Goal:
Please gather every line in the items below that contains the word "floor", copying each one in full.

Provided data:
= = = = = = =

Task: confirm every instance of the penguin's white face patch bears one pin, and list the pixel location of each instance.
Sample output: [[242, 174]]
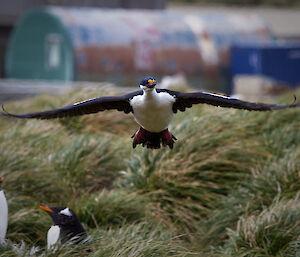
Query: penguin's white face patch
[[66, 212]]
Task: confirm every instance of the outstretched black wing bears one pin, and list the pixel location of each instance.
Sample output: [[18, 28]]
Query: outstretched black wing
[[120, 103], [186, 100]]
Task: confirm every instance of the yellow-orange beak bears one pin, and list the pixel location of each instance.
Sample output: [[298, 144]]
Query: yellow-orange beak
[[151, 83], [45, 208]]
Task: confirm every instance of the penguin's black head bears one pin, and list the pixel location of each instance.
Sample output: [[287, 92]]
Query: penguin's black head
[[64, 218], [148, 82]]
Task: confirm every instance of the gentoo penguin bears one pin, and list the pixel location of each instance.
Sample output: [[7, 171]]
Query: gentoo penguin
[[66, 225], [3, 213], [152, 109]]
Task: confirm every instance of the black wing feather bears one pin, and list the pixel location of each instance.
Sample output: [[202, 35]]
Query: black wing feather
[[186, 100], [120, 103]]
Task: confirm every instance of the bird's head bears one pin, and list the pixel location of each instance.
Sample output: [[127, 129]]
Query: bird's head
[[61, 216], [1, 180], [148, 83]]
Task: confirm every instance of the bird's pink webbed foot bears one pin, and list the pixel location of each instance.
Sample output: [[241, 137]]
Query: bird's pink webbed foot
[[153, 140]]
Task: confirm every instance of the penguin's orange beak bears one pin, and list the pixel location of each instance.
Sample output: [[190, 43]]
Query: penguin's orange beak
[[45, 208]]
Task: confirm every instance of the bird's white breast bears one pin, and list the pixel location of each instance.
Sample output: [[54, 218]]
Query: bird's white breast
[[152, 110], [53, 235], [3, 216]]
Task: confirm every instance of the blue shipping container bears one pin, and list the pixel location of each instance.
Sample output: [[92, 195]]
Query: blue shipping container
[[277, 61]]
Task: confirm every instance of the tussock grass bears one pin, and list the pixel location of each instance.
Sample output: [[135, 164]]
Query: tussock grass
[[229, 187]]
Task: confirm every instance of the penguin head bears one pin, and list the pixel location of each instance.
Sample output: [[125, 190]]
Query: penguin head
[[147, 83], [65, 218], [1, 180]]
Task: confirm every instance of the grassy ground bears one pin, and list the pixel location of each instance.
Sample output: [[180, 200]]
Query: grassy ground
[[230, 186]]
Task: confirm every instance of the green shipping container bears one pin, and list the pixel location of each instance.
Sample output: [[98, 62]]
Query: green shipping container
[[40, 48]]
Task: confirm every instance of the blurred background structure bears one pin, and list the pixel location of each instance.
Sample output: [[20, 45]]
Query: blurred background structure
[[79, 41]]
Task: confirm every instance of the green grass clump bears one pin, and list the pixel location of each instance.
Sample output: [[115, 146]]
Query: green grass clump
[[230, 186]]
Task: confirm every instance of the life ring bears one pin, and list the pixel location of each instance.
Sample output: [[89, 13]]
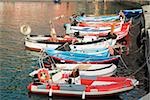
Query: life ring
[[25, 29], [43, 75]]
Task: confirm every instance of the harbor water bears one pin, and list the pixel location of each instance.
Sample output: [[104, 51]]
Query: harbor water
[[16, 63]]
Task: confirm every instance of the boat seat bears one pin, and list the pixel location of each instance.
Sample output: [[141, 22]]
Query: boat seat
[[56, 77]]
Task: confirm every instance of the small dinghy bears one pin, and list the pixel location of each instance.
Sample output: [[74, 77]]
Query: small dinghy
[[84, 69], [39, 42], [134, 13], [74, 85], [120, 31], [76, 57], [97, 18]]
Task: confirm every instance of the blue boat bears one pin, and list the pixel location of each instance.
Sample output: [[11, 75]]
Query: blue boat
[[76, 57], [135, 13]]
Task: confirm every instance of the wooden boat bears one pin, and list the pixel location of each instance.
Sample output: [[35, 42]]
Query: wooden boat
[[39, 42], [99, 24], [74, 85], [75, 57], [134, 13], [91, 31], [97, 18], [84, 69]]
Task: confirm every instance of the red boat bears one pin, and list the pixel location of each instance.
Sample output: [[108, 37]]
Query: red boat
[[74, 85]]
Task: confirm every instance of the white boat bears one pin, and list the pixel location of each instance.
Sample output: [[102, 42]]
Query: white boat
[[84, 69], [39, 42], [74, 85]]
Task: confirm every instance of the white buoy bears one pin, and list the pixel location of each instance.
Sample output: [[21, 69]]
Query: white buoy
[[83, 95], [50, 92], [25, 29]]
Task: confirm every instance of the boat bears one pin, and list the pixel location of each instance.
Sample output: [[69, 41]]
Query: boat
[[74, 85], [97, 18], [39, 42], [75, 57], [133, 13], [99, 24], [120, 31], [84, 69]]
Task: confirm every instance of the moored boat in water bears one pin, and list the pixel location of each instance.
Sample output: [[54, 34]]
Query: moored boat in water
[[84, 69], [81, 86]]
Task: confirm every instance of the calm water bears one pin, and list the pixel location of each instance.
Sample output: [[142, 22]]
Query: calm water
[[16, 62]]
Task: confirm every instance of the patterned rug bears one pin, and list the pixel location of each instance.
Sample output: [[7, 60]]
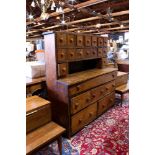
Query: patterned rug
[[107, 135]]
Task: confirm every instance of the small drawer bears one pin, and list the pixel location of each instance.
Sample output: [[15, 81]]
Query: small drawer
[[100, 41], [62, 70], [61, 39], [71, 54], [94, 41], [87, 53], [79, 102], [105, 41], [87, 40], [61, 55], [84, 117], [93, 52], [80, 40], [79, 54], [37, 118], [109, 87], [105, 103], [70, 40]]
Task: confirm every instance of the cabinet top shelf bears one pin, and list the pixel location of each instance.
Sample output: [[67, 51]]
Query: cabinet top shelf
[[84, 75]]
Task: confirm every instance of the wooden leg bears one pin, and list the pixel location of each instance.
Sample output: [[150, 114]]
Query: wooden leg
[[121, 99], [60, 145]]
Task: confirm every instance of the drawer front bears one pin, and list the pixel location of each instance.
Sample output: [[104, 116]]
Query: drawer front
[[61, 55], [92, 83], [121, 80], [70, 40], [80, 40], [71, 54], [79, 54], [37, 118], [62, 70], [105, 103], [87, 40], [94, 52], [87, 53], [94, 41], [84, 117], [79, 102], [100, 41], [105, 41], [101, 91], [100, 52], [61, 39]]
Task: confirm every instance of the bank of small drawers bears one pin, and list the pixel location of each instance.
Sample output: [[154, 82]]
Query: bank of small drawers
[[79, 40]]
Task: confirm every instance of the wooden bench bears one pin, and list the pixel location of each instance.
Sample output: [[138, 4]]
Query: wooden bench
[[122, 90], [43, 136]]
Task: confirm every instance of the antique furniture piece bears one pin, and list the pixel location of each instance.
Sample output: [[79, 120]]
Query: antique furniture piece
[[122, 84], [35, 85], [122, 90], [40, 129], [43, 136], [79, 83]]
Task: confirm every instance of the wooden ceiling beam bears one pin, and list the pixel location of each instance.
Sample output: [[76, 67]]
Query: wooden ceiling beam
[[67, 10]]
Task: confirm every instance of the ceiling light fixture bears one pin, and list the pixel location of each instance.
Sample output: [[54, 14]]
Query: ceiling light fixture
[[44, 5]]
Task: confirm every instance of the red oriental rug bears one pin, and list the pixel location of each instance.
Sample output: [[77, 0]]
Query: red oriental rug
[[107, 135]]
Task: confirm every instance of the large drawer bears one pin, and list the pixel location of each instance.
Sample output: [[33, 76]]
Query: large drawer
[[37, 118], [105, 103], [101, 91], [92, 83], [79, 102], [84, 117]]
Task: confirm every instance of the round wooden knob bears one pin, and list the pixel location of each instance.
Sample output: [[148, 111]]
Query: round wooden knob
[[71, 54], [62, 55], [80, 121], [101, 91], [76, 105], [71, 40], [61, 40], [77, 88], [93, 95], [63, 69], [90, 114]]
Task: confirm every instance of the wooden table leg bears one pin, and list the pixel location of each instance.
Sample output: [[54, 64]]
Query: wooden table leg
[[121, 99], [60, 145]]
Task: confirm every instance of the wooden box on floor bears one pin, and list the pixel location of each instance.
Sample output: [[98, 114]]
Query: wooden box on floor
[[77, 78]]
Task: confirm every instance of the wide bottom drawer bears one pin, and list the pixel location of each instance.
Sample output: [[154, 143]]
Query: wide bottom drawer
[[38, 118], [105, 103], [84, 117]]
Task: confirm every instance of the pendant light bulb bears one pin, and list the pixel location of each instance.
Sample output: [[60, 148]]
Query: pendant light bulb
[[33, 4]]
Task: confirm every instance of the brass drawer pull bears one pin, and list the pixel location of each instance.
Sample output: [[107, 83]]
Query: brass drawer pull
[[90, 114], [31, 112]]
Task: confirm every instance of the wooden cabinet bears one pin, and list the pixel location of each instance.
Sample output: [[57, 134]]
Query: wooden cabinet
[[78, 80], [38, 112]]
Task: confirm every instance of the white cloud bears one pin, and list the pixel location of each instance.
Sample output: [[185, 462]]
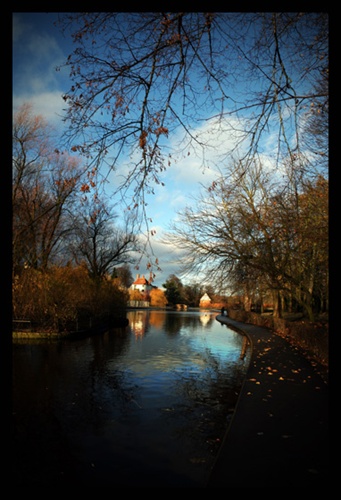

= = = = = = =

Problem solution:
Task: confirm every instance of the wooden box on floor bears one pin, and list the pixel location of each instance.
Query: wooden box on floor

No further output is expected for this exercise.